# To-do item:
Reproduce verbatim the lines of the records below, starting with the line that contains "65V87L143 88V64L139 61L133" and continuing through the line that contains "box: [134, 73, 142, 85]", with both of those lines included.

# Exercise inputs:
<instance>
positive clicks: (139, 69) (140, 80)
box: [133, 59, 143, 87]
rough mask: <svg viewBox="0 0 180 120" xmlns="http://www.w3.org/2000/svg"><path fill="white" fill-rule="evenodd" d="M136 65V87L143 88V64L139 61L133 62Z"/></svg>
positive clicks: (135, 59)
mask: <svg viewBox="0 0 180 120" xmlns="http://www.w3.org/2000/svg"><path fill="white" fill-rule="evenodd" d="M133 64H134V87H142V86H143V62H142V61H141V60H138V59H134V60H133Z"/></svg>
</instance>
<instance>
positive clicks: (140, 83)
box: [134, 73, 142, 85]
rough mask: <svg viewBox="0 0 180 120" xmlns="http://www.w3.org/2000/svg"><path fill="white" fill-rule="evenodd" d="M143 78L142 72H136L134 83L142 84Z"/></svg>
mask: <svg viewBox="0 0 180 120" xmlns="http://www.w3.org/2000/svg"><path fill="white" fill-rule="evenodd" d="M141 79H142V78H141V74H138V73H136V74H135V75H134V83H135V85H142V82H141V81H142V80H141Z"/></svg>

--

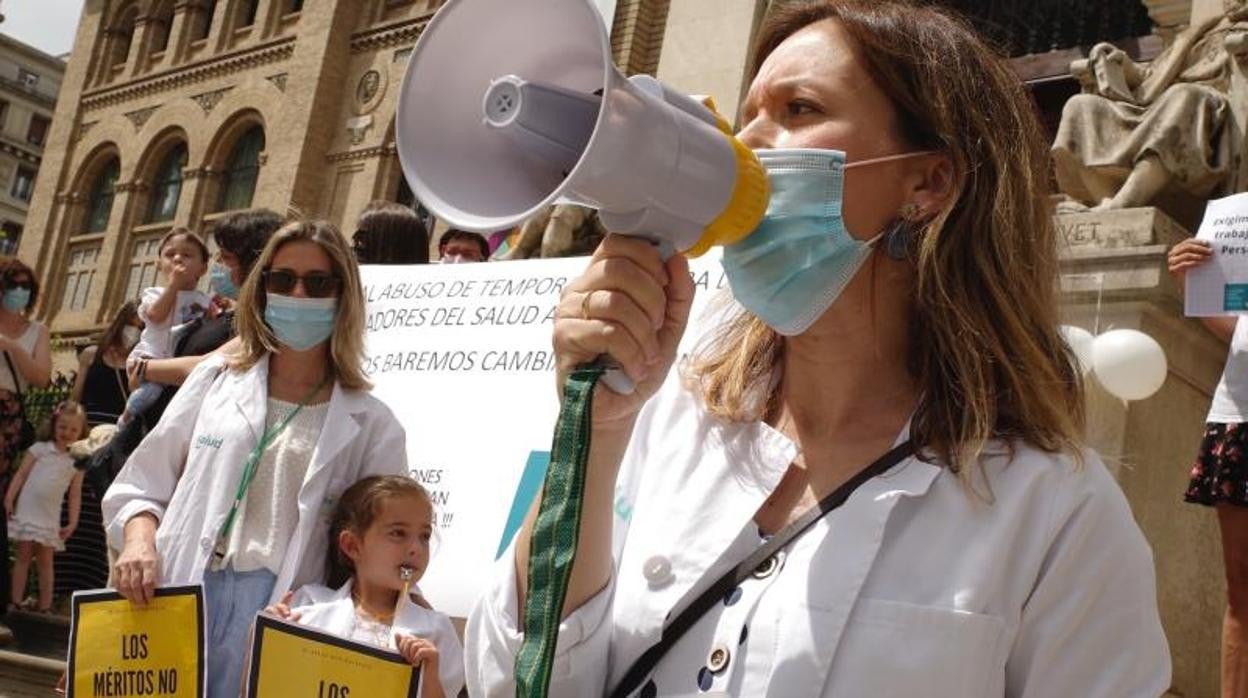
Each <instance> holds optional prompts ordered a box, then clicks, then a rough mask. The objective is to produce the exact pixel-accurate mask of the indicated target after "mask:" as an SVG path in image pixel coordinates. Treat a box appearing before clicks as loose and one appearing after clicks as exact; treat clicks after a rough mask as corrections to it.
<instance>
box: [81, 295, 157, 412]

# Finished exercise:
rough mask: <svg viewBox="0 0 180 120" xmlns="http://www.w3.org/2000/svg"><path fill="white" fill-rule="evenodd" d="M136 65V87L143 88V64L139 61L133 62Z"/></svg>
positive clicks: (135, 59)
mask: <svg viewBox="0 0 180 120" xmlns="http://www.w3.org/2000/svg"><path fill="white" fill-rule="evenodd" d="M133 64H134V87H142V86H143V62H142V61H141V60H138V59H134V60H133Z"/></svg>
</instance>
<instance>
positive clicks: (140, 83)
box: [134, 73, 142, 85]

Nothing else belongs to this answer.